--- BEGIN Article ---

Sir Armine Wodehouse, MP, Colonel of the 2nd, or Eastern Regiment of Norfolk Militia, at a Review of his Regiment near Norwich, 1759 (c).
Oil on canvas attributed to David Morier (1701 (c)-1770), 1759.
The MP for Norfolk, Wodehouse (1714-1777) held no regular commission in the Army but was in fact a politician from the leading local Tory family. As a politician and colonel of militia, he effectively 'shared' the County of Norfolk in friendly partnership with George Townshend MP (later 4th Viscount Townshend), Colonel of the 1st, or Western Regiment of Norfolk Militia.

--- END Article ---
--- BEGIN Extracted entries ---

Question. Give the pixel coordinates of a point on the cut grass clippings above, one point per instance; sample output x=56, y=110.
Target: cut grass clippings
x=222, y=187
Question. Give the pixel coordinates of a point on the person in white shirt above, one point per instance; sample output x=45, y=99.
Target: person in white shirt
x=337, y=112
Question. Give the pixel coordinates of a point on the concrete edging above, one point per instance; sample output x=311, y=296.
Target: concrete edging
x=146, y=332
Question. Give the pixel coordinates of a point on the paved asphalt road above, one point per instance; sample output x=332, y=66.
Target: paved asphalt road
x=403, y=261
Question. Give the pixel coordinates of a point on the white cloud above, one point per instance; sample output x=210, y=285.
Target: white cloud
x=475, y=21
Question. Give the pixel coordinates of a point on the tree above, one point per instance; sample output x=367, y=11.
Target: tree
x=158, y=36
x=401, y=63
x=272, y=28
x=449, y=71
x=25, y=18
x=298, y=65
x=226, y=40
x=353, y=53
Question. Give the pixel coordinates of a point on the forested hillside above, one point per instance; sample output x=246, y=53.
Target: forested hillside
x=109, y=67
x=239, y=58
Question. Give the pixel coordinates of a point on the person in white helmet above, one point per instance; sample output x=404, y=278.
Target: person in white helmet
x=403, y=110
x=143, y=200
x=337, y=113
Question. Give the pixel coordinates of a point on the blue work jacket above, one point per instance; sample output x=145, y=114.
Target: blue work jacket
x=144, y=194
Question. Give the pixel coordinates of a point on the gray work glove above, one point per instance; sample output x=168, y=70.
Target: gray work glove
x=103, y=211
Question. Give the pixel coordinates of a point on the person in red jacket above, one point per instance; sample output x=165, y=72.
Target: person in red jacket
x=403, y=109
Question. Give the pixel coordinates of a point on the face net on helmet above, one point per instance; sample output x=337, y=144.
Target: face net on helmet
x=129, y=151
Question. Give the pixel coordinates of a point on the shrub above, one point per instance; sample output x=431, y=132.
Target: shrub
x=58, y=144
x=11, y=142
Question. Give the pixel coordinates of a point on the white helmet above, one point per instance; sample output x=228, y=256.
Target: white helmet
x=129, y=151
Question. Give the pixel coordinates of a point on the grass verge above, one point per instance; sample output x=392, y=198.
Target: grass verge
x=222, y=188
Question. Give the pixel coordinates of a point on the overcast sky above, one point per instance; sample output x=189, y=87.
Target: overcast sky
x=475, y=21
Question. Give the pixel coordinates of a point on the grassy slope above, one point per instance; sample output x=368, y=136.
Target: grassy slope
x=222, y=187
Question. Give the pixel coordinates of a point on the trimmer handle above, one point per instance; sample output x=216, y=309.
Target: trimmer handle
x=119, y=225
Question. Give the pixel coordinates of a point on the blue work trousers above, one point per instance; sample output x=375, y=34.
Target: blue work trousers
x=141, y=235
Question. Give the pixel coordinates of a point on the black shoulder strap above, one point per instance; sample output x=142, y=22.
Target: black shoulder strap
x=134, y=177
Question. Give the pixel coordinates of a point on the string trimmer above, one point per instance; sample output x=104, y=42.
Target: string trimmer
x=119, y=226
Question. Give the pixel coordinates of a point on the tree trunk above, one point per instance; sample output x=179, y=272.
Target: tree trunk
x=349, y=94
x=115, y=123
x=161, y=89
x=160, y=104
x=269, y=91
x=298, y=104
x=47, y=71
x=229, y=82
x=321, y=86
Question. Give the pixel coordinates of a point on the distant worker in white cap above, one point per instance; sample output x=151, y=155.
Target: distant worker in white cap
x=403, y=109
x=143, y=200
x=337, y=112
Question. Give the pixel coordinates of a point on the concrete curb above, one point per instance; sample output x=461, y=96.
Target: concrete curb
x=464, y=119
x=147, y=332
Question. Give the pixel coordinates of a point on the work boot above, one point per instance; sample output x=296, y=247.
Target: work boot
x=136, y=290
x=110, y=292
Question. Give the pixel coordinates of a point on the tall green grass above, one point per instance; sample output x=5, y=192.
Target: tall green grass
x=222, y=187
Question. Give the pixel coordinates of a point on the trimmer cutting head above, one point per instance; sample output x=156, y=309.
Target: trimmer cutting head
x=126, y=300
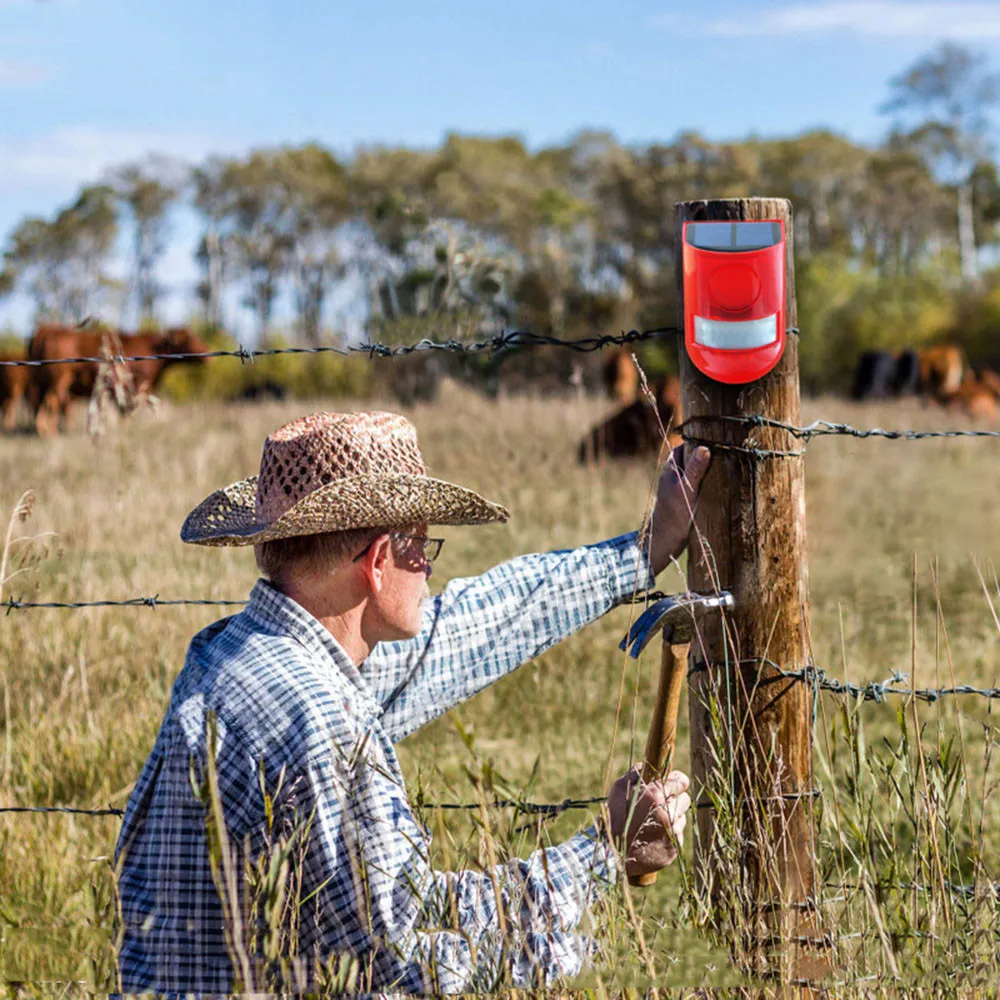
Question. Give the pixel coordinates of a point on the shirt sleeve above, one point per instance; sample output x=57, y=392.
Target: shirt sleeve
x=418, y=930
x=481, y=628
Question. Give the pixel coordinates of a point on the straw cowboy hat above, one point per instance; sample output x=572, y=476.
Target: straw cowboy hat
x=334, y=472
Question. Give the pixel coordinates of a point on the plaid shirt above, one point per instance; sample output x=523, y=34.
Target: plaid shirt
x=296, y=717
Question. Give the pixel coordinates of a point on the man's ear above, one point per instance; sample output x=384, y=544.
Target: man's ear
x=376, y=561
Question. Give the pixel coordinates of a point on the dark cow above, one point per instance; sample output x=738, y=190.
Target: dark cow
x=58, y=384
x=634, y=430
x=874, y=376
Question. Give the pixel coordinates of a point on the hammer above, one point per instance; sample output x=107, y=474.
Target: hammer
x=676, y=617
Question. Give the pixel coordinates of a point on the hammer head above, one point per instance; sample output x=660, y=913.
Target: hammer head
x=675, y=616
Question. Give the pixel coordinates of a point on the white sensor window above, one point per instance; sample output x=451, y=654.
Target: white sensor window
x=741, y=335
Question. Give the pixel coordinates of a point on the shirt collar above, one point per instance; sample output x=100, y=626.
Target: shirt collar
x=276, y=612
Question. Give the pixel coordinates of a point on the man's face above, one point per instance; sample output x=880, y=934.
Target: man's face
x=405, y=588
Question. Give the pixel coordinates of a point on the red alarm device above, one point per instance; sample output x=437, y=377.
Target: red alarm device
x=734, y=298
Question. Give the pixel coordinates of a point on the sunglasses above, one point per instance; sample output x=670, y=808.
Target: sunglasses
x=431, y=546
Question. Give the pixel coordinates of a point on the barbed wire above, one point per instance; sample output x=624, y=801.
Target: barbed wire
x=823, y=428
x=876, y=691
x=492, y=345
x=14, y=604
x=155, y=601
x=529, y=808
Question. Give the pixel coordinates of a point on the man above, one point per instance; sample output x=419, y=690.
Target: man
x=339, y=654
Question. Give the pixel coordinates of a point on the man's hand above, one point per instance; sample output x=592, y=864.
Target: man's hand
x=673, y=512
x=648, y=820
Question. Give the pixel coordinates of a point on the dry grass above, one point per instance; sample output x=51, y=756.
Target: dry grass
x=82, y=692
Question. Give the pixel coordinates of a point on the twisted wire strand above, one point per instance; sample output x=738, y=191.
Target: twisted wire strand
x=532, y=808
x=155, y=601
x=492, y=345
x=829, y=428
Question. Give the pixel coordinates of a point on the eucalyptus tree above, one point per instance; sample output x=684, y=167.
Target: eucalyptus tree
x=951, y=92
x=147, y=190
x=315, y=188
x=62, y=263
x=214, y=198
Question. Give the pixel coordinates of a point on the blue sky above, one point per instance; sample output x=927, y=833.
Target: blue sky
x=86, y=84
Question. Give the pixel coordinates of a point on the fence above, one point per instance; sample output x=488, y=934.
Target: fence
x=815, y=678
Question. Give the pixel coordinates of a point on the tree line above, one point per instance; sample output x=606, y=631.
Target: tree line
x=482, y=232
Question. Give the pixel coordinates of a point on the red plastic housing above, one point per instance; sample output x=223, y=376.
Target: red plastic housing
x=734, y=297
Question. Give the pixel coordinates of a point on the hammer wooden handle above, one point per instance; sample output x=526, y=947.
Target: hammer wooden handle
x=663, y=727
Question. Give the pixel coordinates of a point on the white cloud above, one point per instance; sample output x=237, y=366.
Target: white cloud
x=15, y=74
x=876, y=19
x=76, y=154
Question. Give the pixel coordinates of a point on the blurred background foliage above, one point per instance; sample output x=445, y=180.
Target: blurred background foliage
x=896, y=244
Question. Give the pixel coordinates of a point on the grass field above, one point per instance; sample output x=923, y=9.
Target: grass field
x=82, y=693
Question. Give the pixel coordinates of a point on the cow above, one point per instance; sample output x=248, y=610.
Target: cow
x=634, y=430
x=975, y=397
x=874, y=376
x=58, y=384
x=942, y=370
x=906, y=379
x=15, y=388
x=620, y=377
x=991, y=380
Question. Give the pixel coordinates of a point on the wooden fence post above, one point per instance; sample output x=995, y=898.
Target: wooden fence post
x=751, y=734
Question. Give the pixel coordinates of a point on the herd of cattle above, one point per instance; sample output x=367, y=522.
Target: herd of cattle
x=48, y=390
x=940, y=374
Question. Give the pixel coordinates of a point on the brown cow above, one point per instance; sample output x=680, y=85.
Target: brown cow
x=15, y=388
x=58, y=384
x=991, y=380
x=975, y=397
x=942, y=369
x=620, y=377
x=634, y=430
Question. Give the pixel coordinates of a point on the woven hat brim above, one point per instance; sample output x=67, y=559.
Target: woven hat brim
x=228, y=516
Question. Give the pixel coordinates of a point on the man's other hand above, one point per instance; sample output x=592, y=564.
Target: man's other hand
x=648, y=819
x=673, y=512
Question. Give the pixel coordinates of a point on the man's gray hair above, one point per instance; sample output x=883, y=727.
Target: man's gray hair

--- END Extracted entries ---

Problem details —
Continue the text about the painting of Sir Armine Wodehouse from the point where it stops. Leave the records out of this entirely.

Output —
Wodehouse's neighbours, George Walpole, 3rd Earl of Orford (Lord Lieutenant of Norfolk) and Townshend were the moving forces behind the controversial Militia Bill. The establishment of the militia as a county-based military force soon after the outbreak of the Seven Years' War (1756-1763) owed much to the dissatisfaction of English country gentry with the Hanoverian dynasty. They particularly resented the recent use of German mercenaries to defend England against a threatened French invasion. So it is with immense pride and not a little political triumphalism that Sir Armine gestures to his own regiment, drawn up on the outskirts of Norwich, with the castle and cathedral visible in the far distance. On the left of Sir Armine are the tall caps of the grenadier company which always paraded on the right flank.
Swiss by birth, the artist, David Morier, came to England in 1743 and was appointed 'Limner' to the Duke of Cumberland, Commander-in-Chief of the Army, with an annual salary of £100. Morier is principally known for small military portraits and for the series of paintings illustrating the 1751 Royal Warrant, the first official dress regulations (Royal Collection).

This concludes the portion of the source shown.